---------- Source ----------
This also betrays pure insanity. The anomaly involving Trump could always have reflected disloyal insiders compromising the candidate, as could the YotaPhones potentially in use in Trump headquarters. In fact, Page did compromise Trump when he went to Russia in December 2016 and tell Russians there that he was representing Trump on matters pertaining to Ukraine, just as Mike Flynn did by selling his access to Trump to Turkey, just as Tom Barrack is accused of doing with the Emirates. The reason why Sussmann was providing this information less than two months before an election is because cybersecurity researchers had gone looking because there was an ongoing multi-faceted cybersecurity attack, one that continued right through the election, one that could have victimized Trump as well as Hillary.
---------- Rows ----------
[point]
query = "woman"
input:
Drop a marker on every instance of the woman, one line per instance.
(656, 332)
----------
---------- Rows ----------
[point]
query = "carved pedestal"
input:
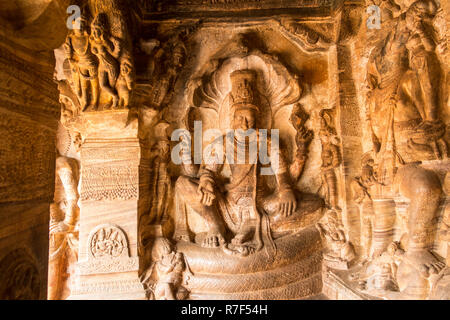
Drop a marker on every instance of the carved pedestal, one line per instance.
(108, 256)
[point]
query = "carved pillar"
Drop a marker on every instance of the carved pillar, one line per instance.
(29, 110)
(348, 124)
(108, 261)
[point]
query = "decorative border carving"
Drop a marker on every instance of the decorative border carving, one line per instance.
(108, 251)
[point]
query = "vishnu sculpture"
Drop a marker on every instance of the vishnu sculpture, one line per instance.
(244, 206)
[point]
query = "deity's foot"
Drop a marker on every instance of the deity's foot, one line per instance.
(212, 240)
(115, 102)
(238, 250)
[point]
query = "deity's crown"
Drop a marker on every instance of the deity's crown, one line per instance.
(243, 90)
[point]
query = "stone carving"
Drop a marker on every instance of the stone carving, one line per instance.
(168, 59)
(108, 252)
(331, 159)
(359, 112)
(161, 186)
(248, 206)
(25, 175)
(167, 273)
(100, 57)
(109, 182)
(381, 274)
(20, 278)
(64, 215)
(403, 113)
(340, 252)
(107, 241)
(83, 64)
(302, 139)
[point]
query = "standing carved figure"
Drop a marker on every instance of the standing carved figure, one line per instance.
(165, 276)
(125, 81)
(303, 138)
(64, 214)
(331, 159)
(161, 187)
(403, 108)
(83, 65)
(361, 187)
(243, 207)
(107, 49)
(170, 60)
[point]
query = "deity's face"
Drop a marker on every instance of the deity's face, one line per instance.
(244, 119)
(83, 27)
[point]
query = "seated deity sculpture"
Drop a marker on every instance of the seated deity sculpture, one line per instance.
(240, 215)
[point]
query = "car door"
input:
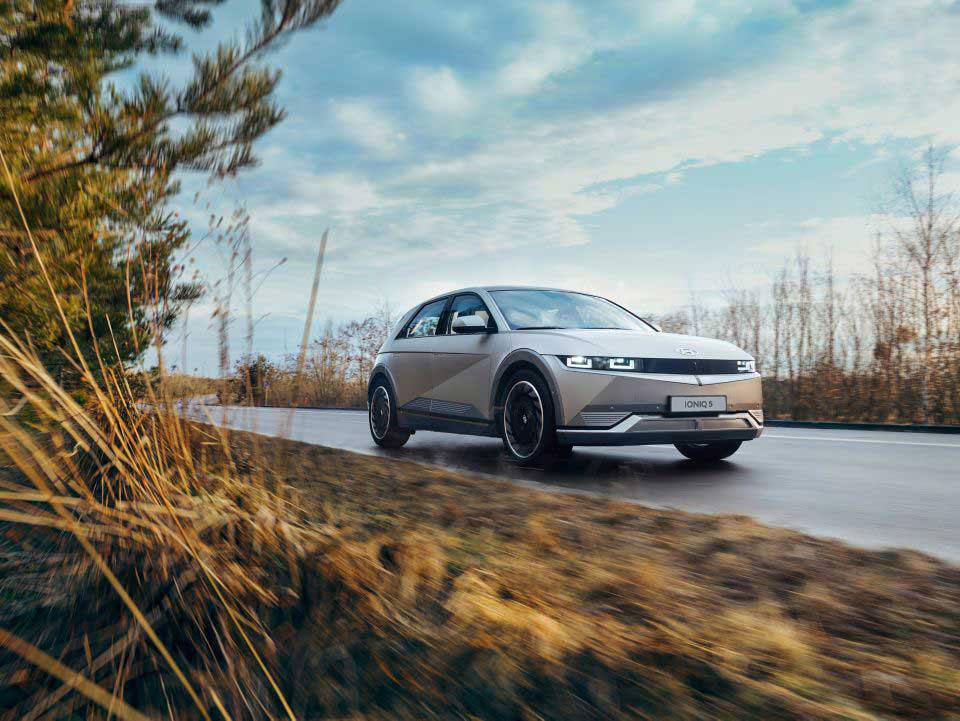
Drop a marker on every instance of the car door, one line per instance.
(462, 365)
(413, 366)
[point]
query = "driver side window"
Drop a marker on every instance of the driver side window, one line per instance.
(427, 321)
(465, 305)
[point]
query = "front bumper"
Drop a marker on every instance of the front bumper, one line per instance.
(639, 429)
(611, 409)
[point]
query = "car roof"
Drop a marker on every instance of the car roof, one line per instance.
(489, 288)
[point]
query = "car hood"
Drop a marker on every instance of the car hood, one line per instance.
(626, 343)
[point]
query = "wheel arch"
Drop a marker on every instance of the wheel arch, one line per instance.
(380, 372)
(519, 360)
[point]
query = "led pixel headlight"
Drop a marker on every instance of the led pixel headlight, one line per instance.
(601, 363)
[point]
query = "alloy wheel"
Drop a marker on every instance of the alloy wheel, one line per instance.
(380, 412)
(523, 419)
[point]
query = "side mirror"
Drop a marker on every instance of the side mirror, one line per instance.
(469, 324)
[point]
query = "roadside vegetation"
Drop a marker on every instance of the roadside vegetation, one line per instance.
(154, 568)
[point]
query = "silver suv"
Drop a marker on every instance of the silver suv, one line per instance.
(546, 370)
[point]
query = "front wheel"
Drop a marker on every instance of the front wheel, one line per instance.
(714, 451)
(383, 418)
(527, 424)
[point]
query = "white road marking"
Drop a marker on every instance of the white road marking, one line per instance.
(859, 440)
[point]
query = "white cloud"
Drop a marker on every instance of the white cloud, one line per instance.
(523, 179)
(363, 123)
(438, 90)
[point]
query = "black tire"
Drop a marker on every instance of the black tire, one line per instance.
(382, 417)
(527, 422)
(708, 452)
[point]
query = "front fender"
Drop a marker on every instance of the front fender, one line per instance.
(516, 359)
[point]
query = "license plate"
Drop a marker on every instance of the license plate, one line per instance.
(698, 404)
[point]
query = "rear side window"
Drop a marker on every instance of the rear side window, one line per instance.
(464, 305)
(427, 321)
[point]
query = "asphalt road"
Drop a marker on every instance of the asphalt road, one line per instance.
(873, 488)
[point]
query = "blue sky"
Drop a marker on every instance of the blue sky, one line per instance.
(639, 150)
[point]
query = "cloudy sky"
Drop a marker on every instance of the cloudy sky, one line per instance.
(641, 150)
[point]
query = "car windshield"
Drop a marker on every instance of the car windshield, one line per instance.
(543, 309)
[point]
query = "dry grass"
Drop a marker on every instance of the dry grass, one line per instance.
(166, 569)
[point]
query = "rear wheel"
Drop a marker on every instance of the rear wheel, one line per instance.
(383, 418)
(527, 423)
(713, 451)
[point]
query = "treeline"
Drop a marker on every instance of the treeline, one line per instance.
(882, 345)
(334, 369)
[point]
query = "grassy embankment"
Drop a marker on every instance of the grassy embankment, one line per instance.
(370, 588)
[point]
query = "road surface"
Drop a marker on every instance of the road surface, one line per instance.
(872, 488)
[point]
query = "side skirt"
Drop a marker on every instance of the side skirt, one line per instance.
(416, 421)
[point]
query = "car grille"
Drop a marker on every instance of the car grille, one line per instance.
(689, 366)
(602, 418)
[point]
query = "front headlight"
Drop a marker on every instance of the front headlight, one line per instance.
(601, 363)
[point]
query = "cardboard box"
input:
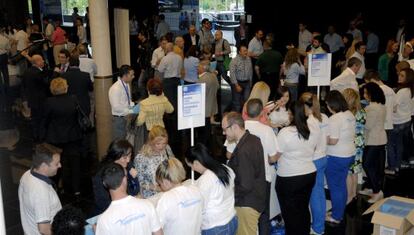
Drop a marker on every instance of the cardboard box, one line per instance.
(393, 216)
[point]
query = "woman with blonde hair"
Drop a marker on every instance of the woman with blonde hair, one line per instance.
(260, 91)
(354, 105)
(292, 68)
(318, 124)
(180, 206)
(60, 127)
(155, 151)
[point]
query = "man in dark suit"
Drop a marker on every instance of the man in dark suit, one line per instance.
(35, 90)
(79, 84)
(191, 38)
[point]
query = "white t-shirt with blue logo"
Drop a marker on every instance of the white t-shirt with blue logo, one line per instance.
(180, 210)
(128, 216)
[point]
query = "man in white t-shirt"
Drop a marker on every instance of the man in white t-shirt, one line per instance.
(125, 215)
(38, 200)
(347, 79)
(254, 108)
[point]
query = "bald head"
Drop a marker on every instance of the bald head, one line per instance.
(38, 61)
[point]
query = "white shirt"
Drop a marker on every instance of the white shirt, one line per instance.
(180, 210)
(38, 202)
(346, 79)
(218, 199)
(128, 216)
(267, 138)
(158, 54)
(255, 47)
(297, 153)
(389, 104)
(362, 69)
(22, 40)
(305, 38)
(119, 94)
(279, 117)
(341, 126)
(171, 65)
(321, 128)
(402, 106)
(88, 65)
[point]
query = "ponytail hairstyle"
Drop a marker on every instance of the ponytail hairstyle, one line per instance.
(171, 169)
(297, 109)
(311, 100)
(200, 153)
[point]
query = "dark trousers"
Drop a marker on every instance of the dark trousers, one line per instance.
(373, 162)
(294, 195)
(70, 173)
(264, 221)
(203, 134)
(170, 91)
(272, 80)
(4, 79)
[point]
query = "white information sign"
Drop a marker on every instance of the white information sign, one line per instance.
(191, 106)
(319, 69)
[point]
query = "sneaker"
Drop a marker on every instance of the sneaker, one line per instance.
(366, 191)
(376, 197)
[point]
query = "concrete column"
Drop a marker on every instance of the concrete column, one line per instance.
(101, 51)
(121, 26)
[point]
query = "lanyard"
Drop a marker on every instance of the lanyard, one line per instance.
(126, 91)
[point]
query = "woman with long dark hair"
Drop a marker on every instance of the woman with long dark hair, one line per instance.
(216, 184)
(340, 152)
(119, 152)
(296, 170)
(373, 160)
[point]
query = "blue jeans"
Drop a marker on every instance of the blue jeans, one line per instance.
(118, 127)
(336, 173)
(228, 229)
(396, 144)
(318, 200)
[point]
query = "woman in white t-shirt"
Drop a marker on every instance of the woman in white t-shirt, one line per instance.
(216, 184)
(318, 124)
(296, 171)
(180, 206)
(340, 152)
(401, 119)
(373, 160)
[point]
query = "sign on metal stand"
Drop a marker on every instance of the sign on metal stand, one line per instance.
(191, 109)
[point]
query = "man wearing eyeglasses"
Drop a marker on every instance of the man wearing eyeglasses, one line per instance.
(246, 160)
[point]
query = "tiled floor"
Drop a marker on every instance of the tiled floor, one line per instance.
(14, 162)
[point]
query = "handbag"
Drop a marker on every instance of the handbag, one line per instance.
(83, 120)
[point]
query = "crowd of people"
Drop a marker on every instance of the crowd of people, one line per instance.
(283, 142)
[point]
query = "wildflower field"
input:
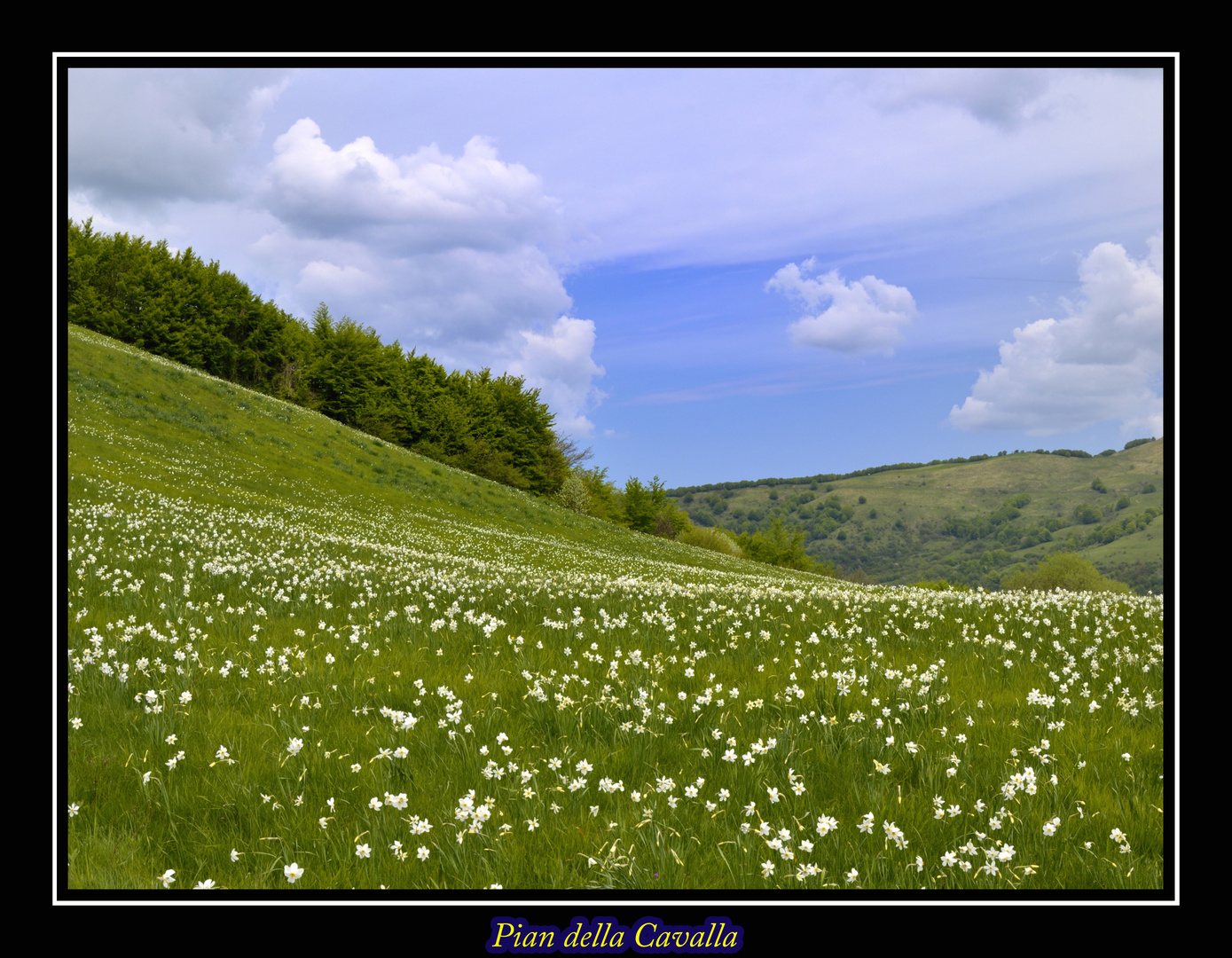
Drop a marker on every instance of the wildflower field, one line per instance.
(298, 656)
----------
**Task objective:** Retype the passage above about Sussmann and the Trump anomaly word for word, in full.

**Solution to this task:**
This also betrays pure insanity. The anomaly involving Trump could always have reflected disloyal insiders compromising the candidate, as could the YotaPhones potentially in use in Trump headquarters. In fact, Page did compromise Trump when he went to Russia in December 2016 and tell Russians there that he was representing Trump on matters pertaining to Ukraine, just as Mike Flynn did by selling his access to Trump to Turkey, just as Tom Barrack is accused of doing with the Emirates. The reason why Sussmann was providing this information less than two months before an election is because cybersecurity researchers had gone looking because there was an ongoing multi-faceted cybersecurity attack, one that continued right through the election, one that could have victimized Trump as well as Hillary.